Please repeat, without alteration, the line containing "Target: yacht" and every line that follows it to the end of the entries below, and only those lines.

(Natural language region descriptions)
*** Begin section ***
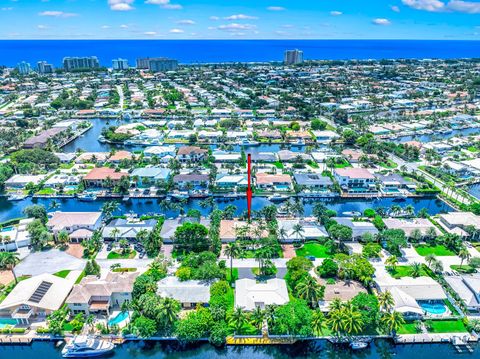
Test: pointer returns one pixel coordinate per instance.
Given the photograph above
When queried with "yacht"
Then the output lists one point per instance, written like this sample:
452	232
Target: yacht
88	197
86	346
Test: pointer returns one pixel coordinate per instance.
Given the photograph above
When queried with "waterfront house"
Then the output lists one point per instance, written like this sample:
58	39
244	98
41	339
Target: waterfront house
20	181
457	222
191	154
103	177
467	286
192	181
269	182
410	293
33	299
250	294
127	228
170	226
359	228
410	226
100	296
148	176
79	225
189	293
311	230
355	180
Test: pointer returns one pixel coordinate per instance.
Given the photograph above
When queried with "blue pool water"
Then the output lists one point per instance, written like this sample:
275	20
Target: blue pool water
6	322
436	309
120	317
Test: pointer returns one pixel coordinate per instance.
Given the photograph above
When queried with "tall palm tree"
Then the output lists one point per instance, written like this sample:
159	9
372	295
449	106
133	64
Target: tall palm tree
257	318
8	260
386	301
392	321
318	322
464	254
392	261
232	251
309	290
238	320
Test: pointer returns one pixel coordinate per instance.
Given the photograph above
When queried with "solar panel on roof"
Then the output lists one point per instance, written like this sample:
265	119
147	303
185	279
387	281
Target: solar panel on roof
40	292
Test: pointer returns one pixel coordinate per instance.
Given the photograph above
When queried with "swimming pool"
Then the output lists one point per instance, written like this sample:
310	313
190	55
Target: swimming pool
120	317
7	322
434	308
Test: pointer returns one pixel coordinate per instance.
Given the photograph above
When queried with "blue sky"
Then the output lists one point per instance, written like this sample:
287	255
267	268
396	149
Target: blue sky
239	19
*** End section ***
Output of the exercise
Target: yacht
88	197
86	346
Test: pointer returns one pixel coordinate per instance.
Given the photograph above
When queried with "waterfront house"
Then the output lists one point per instance, written like this sample:
58	39
244	98
41	339
Target: waterfront house
20	181
457	222
191	154
103	177
467	286
192	181
269	182
410	293
33	299
250	294
127	228
170	226
359	228
410	226
100	296
148	176
79	225
189	293
311	230
355	180
Test: pointer returns one pixel coordinate per instance.
Given the photograph above
When queried with "blue pool water"
Then the output lists one point per instance, written like this sample:
275	20
Target: blue pool water
6	322
436	309
120	317
Test: pointer returns one pixel coordinate per instance.
Given the photograph above
When queried with "tall palm tree"
Then the output lists one point per instance, written like this sample:
159	9
372	295
449	106
133	64
Target: tall palm tree
257	318
8	260
386	301
392	321
318	322
464	254
392	261
232	251
309	290
238	320
Test: pointer returns one pixel coordinate per instance.
Given the photograph above
When queried with "solar panel on roof"
Then the output lists one point per instance, written like this sample:
265	119
147	303
185	279
387	281
Target: solar panel on roof
40	292
Test: pointer returns one pixel coordinate per instance.
Given the photograph above
When queried with "swimming pool"
Then the output lists one point per instance, written like this sample:
310	313
190	55
Target: swimming pool
120	317
7	322
434	308
Test: pointer returns one pixel coordinate per instance.
Given the photograph above
When queried with "blue sky"
Then the output lists one point per instance, written like this sample:
287	255
267	268
396	149
Target: blue sky
239	19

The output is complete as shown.